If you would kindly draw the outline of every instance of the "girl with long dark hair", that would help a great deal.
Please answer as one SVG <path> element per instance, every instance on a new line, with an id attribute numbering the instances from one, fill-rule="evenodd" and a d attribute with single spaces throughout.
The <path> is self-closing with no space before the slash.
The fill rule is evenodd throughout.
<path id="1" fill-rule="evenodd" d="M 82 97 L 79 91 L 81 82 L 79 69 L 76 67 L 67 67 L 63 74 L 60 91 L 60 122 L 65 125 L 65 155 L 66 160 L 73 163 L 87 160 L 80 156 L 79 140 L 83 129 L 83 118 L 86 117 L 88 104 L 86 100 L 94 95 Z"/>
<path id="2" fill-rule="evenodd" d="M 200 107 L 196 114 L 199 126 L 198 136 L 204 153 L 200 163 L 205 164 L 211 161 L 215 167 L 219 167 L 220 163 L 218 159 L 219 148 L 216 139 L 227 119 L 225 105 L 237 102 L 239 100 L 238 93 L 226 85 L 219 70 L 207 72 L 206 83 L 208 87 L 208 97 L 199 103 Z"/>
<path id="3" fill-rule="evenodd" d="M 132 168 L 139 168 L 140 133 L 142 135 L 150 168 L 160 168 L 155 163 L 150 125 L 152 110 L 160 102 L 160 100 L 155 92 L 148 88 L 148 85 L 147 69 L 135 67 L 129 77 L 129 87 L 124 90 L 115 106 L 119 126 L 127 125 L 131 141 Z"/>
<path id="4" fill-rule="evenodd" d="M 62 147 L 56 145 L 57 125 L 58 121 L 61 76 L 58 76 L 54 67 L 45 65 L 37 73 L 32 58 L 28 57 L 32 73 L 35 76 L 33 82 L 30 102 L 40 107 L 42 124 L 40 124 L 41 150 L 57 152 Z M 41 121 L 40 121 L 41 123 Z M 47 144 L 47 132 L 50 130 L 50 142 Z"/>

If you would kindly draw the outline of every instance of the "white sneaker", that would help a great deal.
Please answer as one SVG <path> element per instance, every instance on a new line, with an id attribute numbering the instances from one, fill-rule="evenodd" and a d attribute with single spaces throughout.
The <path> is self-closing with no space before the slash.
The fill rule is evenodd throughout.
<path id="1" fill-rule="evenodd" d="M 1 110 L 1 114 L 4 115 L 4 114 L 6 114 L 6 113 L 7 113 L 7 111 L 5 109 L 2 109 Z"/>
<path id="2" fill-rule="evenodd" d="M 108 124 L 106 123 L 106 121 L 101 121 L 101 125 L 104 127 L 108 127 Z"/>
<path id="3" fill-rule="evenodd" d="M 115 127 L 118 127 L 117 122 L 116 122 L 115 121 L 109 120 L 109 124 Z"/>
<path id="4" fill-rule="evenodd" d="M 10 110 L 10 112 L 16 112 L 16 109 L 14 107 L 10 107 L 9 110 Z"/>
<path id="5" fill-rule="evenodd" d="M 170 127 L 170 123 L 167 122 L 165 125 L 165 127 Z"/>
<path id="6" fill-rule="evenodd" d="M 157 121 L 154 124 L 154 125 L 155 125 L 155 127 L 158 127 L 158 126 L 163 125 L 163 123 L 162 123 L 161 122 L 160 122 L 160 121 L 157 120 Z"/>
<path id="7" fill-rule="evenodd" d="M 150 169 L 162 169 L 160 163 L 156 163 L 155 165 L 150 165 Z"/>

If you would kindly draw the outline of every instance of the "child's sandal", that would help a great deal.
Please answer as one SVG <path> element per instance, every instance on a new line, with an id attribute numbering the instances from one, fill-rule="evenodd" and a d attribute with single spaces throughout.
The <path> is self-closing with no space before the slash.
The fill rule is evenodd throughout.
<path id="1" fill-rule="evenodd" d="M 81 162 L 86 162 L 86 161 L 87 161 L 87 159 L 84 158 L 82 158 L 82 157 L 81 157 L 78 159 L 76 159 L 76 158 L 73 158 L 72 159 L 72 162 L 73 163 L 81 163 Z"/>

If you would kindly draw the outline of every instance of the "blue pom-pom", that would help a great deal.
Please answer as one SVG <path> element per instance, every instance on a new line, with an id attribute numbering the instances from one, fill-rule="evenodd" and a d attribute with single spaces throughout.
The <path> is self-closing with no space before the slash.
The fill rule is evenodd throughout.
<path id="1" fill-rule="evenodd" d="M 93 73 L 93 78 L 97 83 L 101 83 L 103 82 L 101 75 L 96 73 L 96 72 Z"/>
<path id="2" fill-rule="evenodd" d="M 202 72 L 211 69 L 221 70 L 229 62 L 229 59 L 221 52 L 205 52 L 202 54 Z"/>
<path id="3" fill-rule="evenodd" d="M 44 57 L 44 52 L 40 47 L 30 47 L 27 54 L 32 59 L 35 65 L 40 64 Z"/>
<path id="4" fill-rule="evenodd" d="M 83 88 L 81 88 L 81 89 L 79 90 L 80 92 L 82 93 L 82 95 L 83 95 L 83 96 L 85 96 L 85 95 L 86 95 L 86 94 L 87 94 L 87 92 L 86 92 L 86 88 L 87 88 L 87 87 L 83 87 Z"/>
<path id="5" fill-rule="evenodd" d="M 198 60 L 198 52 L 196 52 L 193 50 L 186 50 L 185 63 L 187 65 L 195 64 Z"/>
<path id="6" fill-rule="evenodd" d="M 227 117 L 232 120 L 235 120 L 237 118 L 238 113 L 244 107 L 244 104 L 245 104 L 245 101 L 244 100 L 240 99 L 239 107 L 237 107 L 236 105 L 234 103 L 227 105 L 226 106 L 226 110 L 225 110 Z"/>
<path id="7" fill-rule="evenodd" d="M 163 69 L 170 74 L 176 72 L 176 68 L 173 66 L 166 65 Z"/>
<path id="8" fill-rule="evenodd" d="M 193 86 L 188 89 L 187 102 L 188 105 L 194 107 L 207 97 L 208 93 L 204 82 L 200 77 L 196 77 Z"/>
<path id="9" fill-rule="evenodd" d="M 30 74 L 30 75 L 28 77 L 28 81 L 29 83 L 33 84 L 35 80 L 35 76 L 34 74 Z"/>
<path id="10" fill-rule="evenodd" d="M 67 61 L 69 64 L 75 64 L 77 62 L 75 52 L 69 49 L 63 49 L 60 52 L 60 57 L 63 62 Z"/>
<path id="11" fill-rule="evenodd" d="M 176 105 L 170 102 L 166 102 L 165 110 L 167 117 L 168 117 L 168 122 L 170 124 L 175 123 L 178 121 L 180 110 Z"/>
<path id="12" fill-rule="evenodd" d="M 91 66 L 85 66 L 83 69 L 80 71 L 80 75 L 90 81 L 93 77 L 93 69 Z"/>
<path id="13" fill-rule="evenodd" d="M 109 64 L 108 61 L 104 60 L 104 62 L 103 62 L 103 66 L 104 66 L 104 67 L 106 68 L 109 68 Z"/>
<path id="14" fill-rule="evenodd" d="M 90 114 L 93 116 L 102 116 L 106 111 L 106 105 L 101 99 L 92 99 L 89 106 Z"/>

### Given task
Retype every row above line by line, changing no character and keeping the original line breaks.

### Answer to the task
If you would kindly draw the outline of every instance of the "girl with long dark hair", that would help a great deal.
Please answer as one SVG <path> element per instance, every instance on a new line, with an id attribute numbering the instances from one, fill-rule="evenodd" and a d attribute with single spaces throughout.
The <path> is self-closing with no space before the slash.
The fill rule is evenodd throughout.
<path id="1" fill-rule="evenodd" d="M 82 97 L 79 91 L 81 82 L 79 69 L 76 67 L 67 67 L 63 74 L 60 91 L 60 122 L 65 125 L 65 155 L 66 160 L 73 163 L 87 160 L 80 156 L 79 140 L 83 129 L 83 118 L 86 117 L 88 104 L 86 100 L 94 95 Z"/>
<path id="2" fill-rule="evenodd" d="M 200 107 L 196 114 L 199 126 L 198 136 L 204 153 L 200 163 L 205 164 L 211 161 L 215 167 L 219 167 L 220 163 L 218 159 L 219 148 L 216 139 L 227 119 L 225 105 L 237 102 L 239 100 L 238 93 L 226 85 L 219 70 L 207 72 L 206 83 L 208 87 L 208 97 L 199 103 Z"/>
<path id="3" fill-rule="evenodd" d="M 132 168 L 139 168 L 140 133 L 142 135 L 150 168 L 160 168 L 155 163 L 150 125 L 152 110 L 160 102 L 160 100 L 155 92 L 148 88 L 148 85 L 147 69 L 135 67 L 129 77 L 129 87 L 124 90 L 115 106 L 119 126 L 127 125 L 131 141 Z"/>
<path id="4" fill-rule="evenodd" d="M 62 147 L 56 145 L 57 125 L 58 121 L 61 76 L 58 76 L 54 67 L 45 65 L 37 73 L 32 58 L 28 57 L 32 73 L 35 76 L 33 82 L 30 102 L 40 107 L 42 124 L 40 124 L 41 150 L 57 152 Z M 41 121 L 40 121 L 41 123 Z M 47 144 L 47 132 L 50 130 L 50 142 Z"/>

If you would kindly draw the outline of every instance of the "white sneaker", that would help a great deal.
Please answer as one SVG <path> element per instance, every instance on a new line, with an id attribute numbering the instances from one, fill-rule="evenodd" and a d attribute with single spaces throughout.
The <path> is self-closing with no space before the slash.
The fill rule is evenodd throughout.
<path id="1" fill-rule="evenodd" d="M 1 110 L 1 114 L 4 115 L 4 114 L 6 114 L 6 113 L 7 113 L 7 111 L 5 109 L 2 109 Z"/>
<path id="2" fill-rule="evenodd" d="M 108 124 L 106 123 L 106 121 L 101 121 L 101 125 L 104 127 L 108 127 Z"/>
<path id="3" fill-rule="evenodd" d="M 115 127 L 118 127 L 117 122 L 116 122 L 115 121 L 109 120 L 109 124 Z"/>
<path id="4" fill-rule="evenodd" d="M 10 110 L 10 112 L 16 112 L 16 109 L 14 107 L 10 107 L 9 110 Z"/>
<path id="5" fill-rule="evenodd" d="M 170 127 L 170 123 L 167 122 L 165 125 L 165 127 Z"/>
<path id="6" fill-rule="evenodd" d="M 157 121 L 154 124 L 154 125 L 155 125 L 155 127 L 158 127 L 158 126 L 163 125 L 163 123 L 162 123 L 161 122 L 160 122 L 160 121 L 157 120 Z"/>
<path id="7" fill-rule="evenodd" d="M 150 169 L 162 169 L 160 163 L 156 163 L 155 165 L 150 165 Z"/>

If you would kindly draw the outline of every instance of the "child's sandal", that would help a great deal.
Please answer as one SVG <path> element per instance, every instance on a new line, with an id attribute numbering the instances from one, fill-rule="evenodd" and a d attribute with single spaces throughout.
The <path> is self-closing with no space before the slash.
The fill rule is evenodd throughout.
<path id="1" fill-rule="evenodd" d="M 81 162 L 86 162 L 86 161 L 87 161 L 87 159 L 84 158 L 82 158 L 82 157 L 81 157 L 78 159 L 76 159 L 76 158 L 73 158 L 72 159 L 72 162 L 73 163 L 81 163 Z"/>

If you would kindly draw the outline of every instance of the "blue pom-pom", that would help a great deal.
Please answer as one SVG <path> element per instance, every instance on a new line, with an id attribute numbering the instances from one, fill-rule="evenodd" and a d attribute with single spaces throughout.
The <path> is self-closing with no space before the slash.
The fill rule is evenodd throughout.
<path id="1" fill-rule="evenodd" d="M 93 73 L 93 78 L 97 83 L 101 83 L 103 82 L 101 75 L 96 73 L 96 72 Z"/>
<path id="2" fill-rule="evenodd" d="M 202 72 L 211 69 L 221 70 L 229 62 L 229 59 L 221 52 L 205 52 L 202 54 Z"/>
<path id="3" fill-rule="evenodd" d="M 44 57 L 44 52 L 40 47 L 30 47 L 27 54 L 32 59 L 35 65 L 40 64 Z"/>
<path id="4" fill-rule="evenodd" d="M 83 88 L 81 88 L 81 89 L 79 90 L 80 92 L 82 93 L 82 95 L 83 95 L 83 96 L 85 96 L 85 95 L 86 95 L 86 94 L 87 94 L 87 92 L 86 92 L 86 88 L 87 88 L 87 87 L 83 87 Z"/>
<path id="5" fill-rule="evenodd" d="M 198 60 L 198 52 L 196 52 L 193 50 L 186 50 L 185 63 L 187 65 L 195 64 Z"/>
<path id="6" fill-rule="evenodd" d="M 227 117 L 232 120 L 235 120 L 237 118 L 238 113 L 244 107 L 244 104 L 245 104 L 245 101 L 244 100 L 240 99 L 239 107 L 237 107 L 236 105 L 234 103 L 227 105 L 226 106 L 226 110 L 225 110 Z"/>
<path id="7" fill-rule="evenodd" d="M 163 69 L 170 74 L 176 72 L 176 68 L 173 66 L 166 65 Z"/>
<path id="8" fill-rule="evenodd" d="M 193 86 L 188 89 L 187 102 L 188 105 L 194 107 L 207 97 L 208 93 L 204 82 L 200 77 L 196 77 Z"/>
<path id="9" fill-rule="evenodd" d="M 30 74 L 30 75 L 28 77 L 28 81 L 29 83 L 33 84 L 35 80 L 35 76 L 34 74 Z"/>
<path id="10" fill-rule="evenodd" d="M 67 61 L 69 64 L 75 64 L 77 62 L 75 52 L 69 49 L 63 49 L 60 52 L 60 57 L 63 62 Z"/>
<path id="11" fill-rule="evenodd" d="M 176 105 L 170 102 L 166 102 L 165 110 L 167 117 L 168 117 L 168 122 L 170 124 L 175 123 L 178 121 L 180 110 Z"/>
<path id="12" fill-rule="evenodd" d="M 91 66 L 85 66 L 83 69 L 80 71 L 80 75 L 90 81 L 93 77 L 93 69 Z"/>
<path id="13" fill-rule="evenodd" d="M 109 64 L 108 61 L 104 60 L 104 62 L 103 62 L 103 66 L 104 66 L 104 67 L 106 68 L 109 68 Z"/>
<path id="14" fill-rule="evenodd" d="M 90 114 L 93 116 L 102 116 L 106 111 L 106 105 L 101 99 L 92 99 L 89 106 Z"/>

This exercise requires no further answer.